FRAGMENTO DEL DOCUMENTO →
28 de julio 2020. El Espectador
Gris. Tarde gris. Sin lluvia. Ni siquiera hay viento que lleve la contraria. Cada árbol parece un monólogo. Creo que el aire quedó así después de una semana en la que demasiadas cosas importantes recibieron amenazas, fuego amigo y disparos externos.
A las herramientas creadas para implementar la paz, cada día le dan más duro. Unos, porque forma parte de una aciaga cruzada, sombría y sistemática, dispuesta a arrasar con la esperanza; otros, porque los códigos del antes, en y después de la guerra, serán siempre inmensamente difíciles de construir y asimilar.
La democracia está enferma. La elección del presidente del Congreso, además de ser la crónica de una vergüenza anunciada, implica un alto riesgo, y para esto no hay más unidades de cuidado intensivo que la conciencia de la ciudadanía. El país –en pandemia y con el tema social vuelto añicos; la economía sumida en la incertidumbre; el espíritu de la posguerra vulnerable y vulnerado, y los territorios en la efervescencia de los asesinatos de líderes y firmantes de paz– deja el mando de la legislatura en manos del que dijo el innombrable, para allanarle el camino a lo que no nos puede pasar: el cuarto capítulo de la saga de la ultraderecha. Fatal.
Por otro lado, llevamos más de cuatro meses mirando a la familia, a los amigos, al mundo y al tiempo, desde una pantalla; o desde una carrera desbocada, hacia el aumento de la pobreza.
En medio de todo este grisor traumático y multilateral llega –como una tabla de salvación tallada en 154 páginas de experiencias, ilustraciones y conexiones cerebrales y emocionales– un libro delgadito, negro y amarillo, con un tachón rojo en la carátula. Y pienso que así estamos muchos de nosotros: tachados, para tratar de enmendar algunos de los tantos errores que hemos cometido; y librarnos de los que otros cometieron en nosotros, y durante años o instantes nos secuestraron la alegría.
“Pedir y recibir ayuda es el acto de valentía más contundente que podemos tomar de cara a la depresión”, dice Juan Carlos Rincón en su libro, bello y genuino, ilustrado por La Ché (Cecilia Ramos) y escrito por él.
“La depresión no existe” es una obra trazada en el corazón, desde la vivencia y los espejos rotos. Desde la urgencia de explicar que no se trata de comparar desolaciones, a ver quién gana el campeonato de “la persona más triste del mundo”, porque esto sería tan inútil como abrir esa ventana que da contra un muro de cemento.

BLOQUE DE DATOS →
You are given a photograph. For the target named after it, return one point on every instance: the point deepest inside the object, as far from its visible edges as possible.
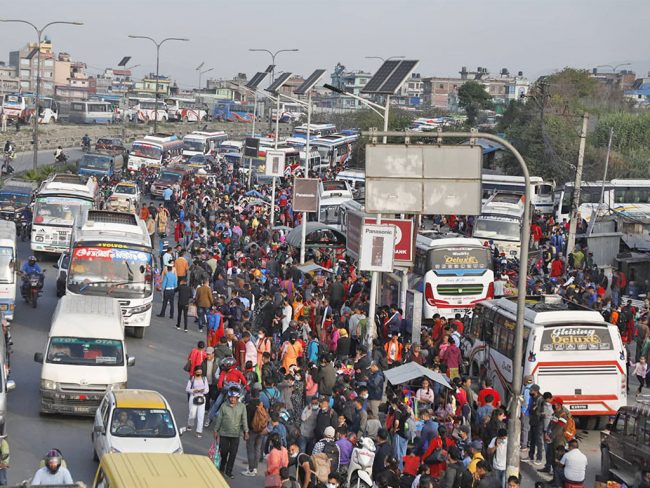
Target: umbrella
(410, 371)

SOBRE ESTA TAREA → Reproduce sin cambios la parte del fragmento del documento que comienza en "A las herramientas" y continúa hasta "construir y asimilar.".

SECCIÓN DE RESPUESTA →
A las herramientas creadas para implementar la paz, cada día le dan más duro. Unos, porque forma parte de una aciaga cruzada, sombría y sistemática, dispuesta a arrasar con la esperanza; otros, porque los códigos del antes, en y después de la guerra, serán siempre inmensamente difíciles de construir y asimilar.